Tasks to complete –
A: Decide whether each statement agrees with the forum thread about magic systems, answering yes or no and quoting the deciding words of the thread: (i) In the Talislanta (4e) system, every Order has access to every Mode. (ii) Thomas Shey found the two kinds of Node magic in Swordbearer the most interesting. (iii) The first post says one person could master most of science back in the renaissance.
B: Carry the forum thread about magic systems forward from its final post.

Page –

Back in the renaissance, one person could master most of science. This is why we talk about renaissance men. That's the legend anyway. Many fantasy settings are roughly equivalent to the renaissance. I'm not saying it has to be this way, just how you can explain it if you want a wide range of magic available in your setting/game.
 

Thomas Shey

Legend
I'm a picky-butt so I like a number but have issues with all of them. Probably the ones I found most interesting were the two kinds of Node magic in Swordbearer, even though there were problems with them in practice.
 

nogray

Adventurer
I enjoyed reading about the Talislanta (4e) magic system. In it, you have Orders, which are like traditions of magic. They grant access to (and have bonuses and penalties that apply to) Modes, which are broad effect categories (Move, Attack, Defend, Heal, etc.). Some Orders may have no access to a particular mode. You take skill levels with each mode, so being a broadly-talented spellcaster can get expensive.

Collected data –

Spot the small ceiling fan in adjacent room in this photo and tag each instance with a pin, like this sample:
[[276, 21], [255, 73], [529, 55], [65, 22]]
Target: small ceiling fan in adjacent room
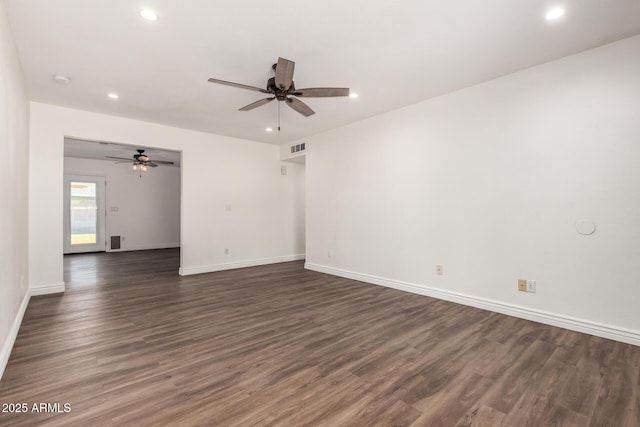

Written responses –
A:
(i) No: "Some Orders may have no access to a particular mode."
(ii) Yes: "Probably the ones I found most interesting were the two kinds of Node magic in Swordbearer"
(iii) Yes: "Back in the renaissance, one person could master most of science."

B:
To cast a spell, the player picks the level (like base damage) and effects (part of the mode) and modifiers (like -1 to casting roll for each foot of radius of an AoE attack spell or each extra 10 feet past the initial 50 foot range), which sets the casting penalty of the spell. Roll a d20, add your skill at the mode, any order-based and other modifiers, and subtract the casting penalty of the spell. Rolling a total less than zero can cause a mishap, so those are possible, but only when a caster is "overreaching." Slap a name on the specific combination, should you so desire, especially for ones you might use frequently.

Most of the time, your cost for casting is -1 to further spellcasting rolls until you rest for the night. (Rolls totalling 20+ don't cause this penalty to accumulate.)